→ Passage to read

Concept

K-Means is a unsupervised clustering algorithm which is analogous to supervised classification algorithms. Due to the name, K-Means algorithm is often confused with supervised KNN(K Nearest Neighbhours) algorithm which is used for both classification and regression problems.

As the name suggests, K-Means algorithm comprises of "K" "Means" which correspond to the number of clusters that the algorithm tries to find in the unlabeled data. The working of the algorithm though quite simple the challenge lies in scaling the algorithm for large datasets and picking an appropriate measure for distance.

Before we go into any more details, let us have a look at the steps that comprise the K-Means algorithm-

  1. Inputs to the algorithm-
    1. Data to cluster
    2. Number of clusters to identify
    3. Convergence criteria i.e. when to stop
      1. Usually a tolerance value is given which is used to observe when the "Mean" position doesn't change any more
      2. Other option is the maximum number of iterations to carry out
    4. Function to use as a Measure - usually cartesian distance is used but when data is text or any other abstract data, special measures have to be choosen
  2. Based on the data space i.e. the bounds (minimums and maximums) and the number of clusters to identify, that many random Mean points in the same space as the data are generated
  3. Distance of all the data samples/points in the data space, say $\mathbb{R}^n$, with resepect to K number of Means are calculated (i.e. if there are 10 samples and 2 clusters to find, the number of distance measures calculated are 20(1x10 + 1x10))
  4. Based on the distances each data sample is associated to their closest Mean
  5. Based on the associations made in step 4 the Mean values are updated by calculating the mean of all the values associated with one particular Mean. This is done for K number of Means
  6. The steps 3 to 5 are then repeated either until the algorithm exceeds the maximum number of allowed iterations or until the values of K Means have settled down i.e. the change after update is less than the tolerance value specified in the input

Next, we turn to the implementation and coding part of the algorithm and discuss the results.

→ Data provided
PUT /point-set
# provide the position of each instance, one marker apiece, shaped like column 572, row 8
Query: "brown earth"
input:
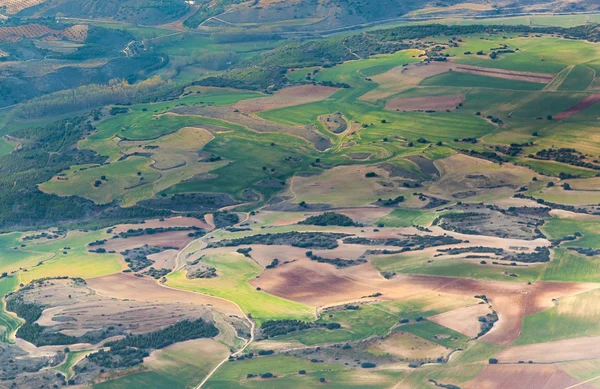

→ Task
Repeat the K-Means concept text above in full, keeping every word, symbol and line unchanged.

→ Response for this exercise
Concept

K-Means is a unsupervised clustering algorithm which is analogous to supervised classification algorithms. Due to the name, K-Means algorithm is often confused with supervised KNN(K Nearest Neighbhours) algorithm which is used for both classification and regression problems.

As the name suggests, K-Means algorithm comprises of "K" "Means" which correspond to the number of clusters that the algorithm tries to find in the unlabeled data. The working of the algorithm though quite simple the challenge lies in scaling the algorithm for large datasets and picking an appropriate measure for distance.

Before we go into any more details, let us have a look at the steps that comprise the K-Means algorithm-

  1. Inputs to the algorithm-
    1. Data to cluster
    2. Number of clusters to identify
    3. Convergence criteria i.e. when to stop
      1. Usually a tolerance value is given which is used to observe when the "Mean" position doesn't change any more
      2. Other option is the maximum number of iterations to carry out
    4. Function to use as a Measure - usually cartesian distance is used but when data is text or any other abstract data, special measures have to be choosen
  2. Based on the data space i.e. the bounds (minimums and maximums) and the number of clusters to identify, that many random Mean points in the same space as the data are generated
  3. Distance of all the data samples/points in the data space, say $\mathbb{R}^n$, with resepect to K number of Means are calculated (i.e. if there are 10 samples and 2 clusters to find, the number of distance measures calculated are 20(1x10 + 1x10))
  4. Based on the distances each data sample is associated to their closest Mean
  5. Based on the associations made in step 4 the Mean values are updated by calculating the mean of all the values associated with one particular Mean. This is done for K number of Means
  6. The steps 3 to 5 are then repeated either until the algorithm exceeds the maximum number of allowed iterations or until the values of K Means have settled down i.e. the change after update is less than the tolerance value specified in the input

Next, we turn to the implementation and coding part of the algorithm and discuss the results.